● Brief 1
In the text on predicting food shelf life, what may ignoring the lag phase lead to?
● Brief 2
Check each statement against the text on predicting food shelf life and mark it yes or no, quoting the words that decide it: (a) Spoilage models are already an effective industrial application. (b) The developed models were based on observations in a laboratory environment with microbiological media. (c) Most models focused on the maximum specific growth rate.
● Brief 3
Write the next part of the text on predicting food shelf life, picking up after its last sentence.

An alternative to traditional methods in estimating shelf life of foods is to use the concept of predictive microbiology. Predictive or quantitative microbiology (31) involves knowledge of microbial growth responses to environmental factors expressed in quantitative terms by mathematical equations (models). The data and models can be stored in databases and used to interpret the effect of processing, distribution, and storage conditions on microbial growth (31). This approach provides precision in estimating the shelf life of foods. In addition, the combination of data on the temperature history of the product and mathematical models may lead to "intelligent" product management systems for the optimization of food quality and safety at the time of consumption (13, 21, 22).
During the last decade a significant number of mathematical models for the growth of various spoilage bacteria, such as Photobacterium phosphoreum, pseudomonads, Shewanella putrefaciens, and Brochothrix thermosphacta, have been published (6, 27). Despite this progress, however, spoilage models remain a research tool rather than an effective industrial application (28). There are a number of reasons for this.
(i) The developed models were based on observations in a well-controlled laboratory environment with microbiological media. Predictions based on such models are not necessarily valid in complex food environments such as meat since significant factors for microbial growth such as structure of food (37, 40, 47) and interaction between microorganisms (16, 36) are not taken into account. As a result, application of the models to food products often shows low accuracy, which limit industry confidence.
(ii) The development of the majority of models has been focused on the effect of the environmental factors on the maximum specific growth rate without taking into account the lag phase. It has been shown however, that the lag phase duration of the "specific specific organisms" (SSO; the fraction of the total microflora which is considered responsible for spoilage) can be a significant part of the total shelf life of foods (19, 20). Ignoring lag phase may lead to underestimated shelf life predictions, with significant economic losses for the food industry.

● Material supplied
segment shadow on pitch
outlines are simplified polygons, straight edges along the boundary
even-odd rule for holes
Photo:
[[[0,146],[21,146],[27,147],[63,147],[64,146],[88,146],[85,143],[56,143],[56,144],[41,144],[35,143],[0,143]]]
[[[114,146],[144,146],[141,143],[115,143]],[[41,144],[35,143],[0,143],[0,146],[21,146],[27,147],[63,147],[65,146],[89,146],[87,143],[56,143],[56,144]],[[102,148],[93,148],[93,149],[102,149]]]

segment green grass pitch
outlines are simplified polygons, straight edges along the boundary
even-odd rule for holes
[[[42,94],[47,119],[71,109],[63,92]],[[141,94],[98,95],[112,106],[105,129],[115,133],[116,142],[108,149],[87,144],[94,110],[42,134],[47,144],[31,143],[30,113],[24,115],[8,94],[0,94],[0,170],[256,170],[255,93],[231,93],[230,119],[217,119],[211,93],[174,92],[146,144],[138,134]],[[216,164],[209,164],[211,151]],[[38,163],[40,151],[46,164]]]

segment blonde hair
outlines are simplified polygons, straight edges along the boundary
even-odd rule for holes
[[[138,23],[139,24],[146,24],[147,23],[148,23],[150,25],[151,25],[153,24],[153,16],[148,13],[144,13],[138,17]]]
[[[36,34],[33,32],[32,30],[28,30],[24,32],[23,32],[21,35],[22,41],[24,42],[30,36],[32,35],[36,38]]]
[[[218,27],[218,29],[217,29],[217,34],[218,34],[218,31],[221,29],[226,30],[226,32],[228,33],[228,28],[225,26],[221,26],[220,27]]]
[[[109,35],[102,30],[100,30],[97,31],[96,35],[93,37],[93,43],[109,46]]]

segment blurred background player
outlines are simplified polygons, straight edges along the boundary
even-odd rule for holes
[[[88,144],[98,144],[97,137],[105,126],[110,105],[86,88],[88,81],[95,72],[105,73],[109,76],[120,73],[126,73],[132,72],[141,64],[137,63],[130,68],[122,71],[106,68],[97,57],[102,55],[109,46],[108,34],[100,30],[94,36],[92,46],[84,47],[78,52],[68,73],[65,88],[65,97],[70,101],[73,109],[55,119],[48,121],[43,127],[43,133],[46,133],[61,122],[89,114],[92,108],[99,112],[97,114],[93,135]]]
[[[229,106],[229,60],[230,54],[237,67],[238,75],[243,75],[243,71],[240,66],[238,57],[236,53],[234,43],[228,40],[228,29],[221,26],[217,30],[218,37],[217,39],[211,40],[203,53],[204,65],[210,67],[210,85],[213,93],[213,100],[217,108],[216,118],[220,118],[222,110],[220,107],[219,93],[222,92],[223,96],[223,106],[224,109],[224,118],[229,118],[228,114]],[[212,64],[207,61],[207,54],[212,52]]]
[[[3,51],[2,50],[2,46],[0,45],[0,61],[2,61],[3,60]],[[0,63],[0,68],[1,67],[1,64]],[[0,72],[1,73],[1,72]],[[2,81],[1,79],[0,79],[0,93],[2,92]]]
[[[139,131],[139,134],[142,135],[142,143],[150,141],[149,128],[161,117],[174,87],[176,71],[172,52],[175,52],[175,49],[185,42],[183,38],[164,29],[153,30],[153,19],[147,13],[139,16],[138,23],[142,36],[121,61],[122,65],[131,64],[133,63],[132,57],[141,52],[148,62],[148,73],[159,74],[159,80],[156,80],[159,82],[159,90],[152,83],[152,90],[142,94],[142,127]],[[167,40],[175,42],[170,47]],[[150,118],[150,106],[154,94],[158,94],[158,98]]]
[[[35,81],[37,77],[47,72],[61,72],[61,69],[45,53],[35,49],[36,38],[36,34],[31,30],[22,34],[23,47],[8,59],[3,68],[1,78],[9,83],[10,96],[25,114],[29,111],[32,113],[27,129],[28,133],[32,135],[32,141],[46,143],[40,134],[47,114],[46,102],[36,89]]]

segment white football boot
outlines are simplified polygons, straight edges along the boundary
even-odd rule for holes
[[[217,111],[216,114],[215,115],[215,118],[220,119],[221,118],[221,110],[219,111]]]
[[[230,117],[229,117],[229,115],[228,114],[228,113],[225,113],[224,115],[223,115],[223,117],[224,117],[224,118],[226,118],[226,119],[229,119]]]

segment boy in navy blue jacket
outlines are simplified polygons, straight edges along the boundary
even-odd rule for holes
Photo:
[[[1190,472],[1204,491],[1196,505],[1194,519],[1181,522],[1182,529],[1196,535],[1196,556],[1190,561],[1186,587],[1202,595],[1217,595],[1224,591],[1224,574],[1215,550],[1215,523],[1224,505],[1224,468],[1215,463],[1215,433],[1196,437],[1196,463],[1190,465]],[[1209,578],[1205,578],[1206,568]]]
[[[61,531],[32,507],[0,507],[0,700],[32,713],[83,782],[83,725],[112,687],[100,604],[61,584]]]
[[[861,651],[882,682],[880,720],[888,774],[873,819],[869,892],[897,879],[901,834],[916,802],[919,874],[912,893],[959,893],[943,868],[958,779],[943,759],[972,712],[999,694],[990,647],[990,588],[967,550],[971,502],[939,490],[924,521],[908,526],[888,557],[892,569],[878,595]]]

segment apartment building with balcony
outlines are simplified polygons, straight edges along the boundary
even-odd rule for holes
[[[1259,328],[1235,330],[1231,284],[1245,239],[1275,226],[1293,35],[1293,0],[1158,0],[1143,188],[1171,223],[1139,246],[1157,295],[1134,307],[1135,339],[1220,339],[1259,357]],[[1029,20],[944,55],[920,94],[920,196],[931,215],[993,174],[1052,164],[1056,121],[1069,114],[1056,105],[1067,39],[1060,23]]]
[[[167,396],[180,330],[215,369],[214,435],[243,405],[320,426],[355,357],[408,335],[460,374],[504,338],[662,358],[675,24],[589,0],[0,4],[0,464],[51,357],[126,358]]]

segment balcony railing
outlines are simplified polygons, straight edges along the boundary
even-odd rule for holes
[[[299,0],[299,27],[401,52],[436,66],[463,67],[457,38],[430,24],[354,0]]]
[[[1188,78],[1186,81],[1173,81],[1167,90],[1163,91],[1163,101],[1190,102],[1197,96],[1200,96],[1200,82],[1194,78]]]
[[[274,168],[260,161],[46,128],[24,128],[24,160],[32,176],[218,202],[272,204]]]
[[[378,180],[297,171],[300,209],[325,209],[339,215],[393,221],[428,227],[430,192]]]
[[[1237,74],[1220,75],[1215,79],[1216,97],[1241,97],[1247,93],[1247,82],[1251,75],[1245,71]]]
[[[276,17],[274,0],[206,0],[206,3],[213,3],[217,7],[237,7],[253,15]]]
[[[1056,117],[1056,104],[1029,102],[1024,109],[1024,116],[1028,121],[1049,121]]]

● Reply 1
Underestimated shelf life predictions, with significant economic losses for the food industry.

● Reply 2
(a) No: "spoilage models remain a research tool rather than an effective industrial application"
(b) Yes: "The developed models were based on observations in a well-controlled laboratory environment with microbiological media."
(c) Yes: "The development of the majority of models has been focused on the effect of the environmental factors on the maximum specific growth rate"

● Reply 3
(iii) Most models are developed and validated under static temperature conditions. In practice, however, temperature fluctuations occur often, especially during storage and distribution of foods. Thus, validation at changing (dynamic) temperatures is of great importance for evaluating the performance of the model in predicting shelf life under real chill chain conditions.
(iv) Finally, but not least important, is the lack of information required for the application of models for predicting the shelf life of specific food products (e.g., the identification of SSO, their spoilage domain, and the spoilage level) (6, 18).
The objective of the present study was to develop an accurate, "ready-to-use" microbial spoilage model targeted to ground meat. The model was developed by using data from commercially available products in order to take into account the effects of structure (47) and microbial interactions. Shelf life predictions were based on mathematical models for the kinetic response of pseudomonads, which were found to be a good spoilage index for aerobically stored ground meat. The model was further validated at dynamic temperature conditions using four different changing temperature profiles. The results showed that the developed model could satisfactorily predict microbial growth and shelf life of ground meat at conditions simulating meat chill chain.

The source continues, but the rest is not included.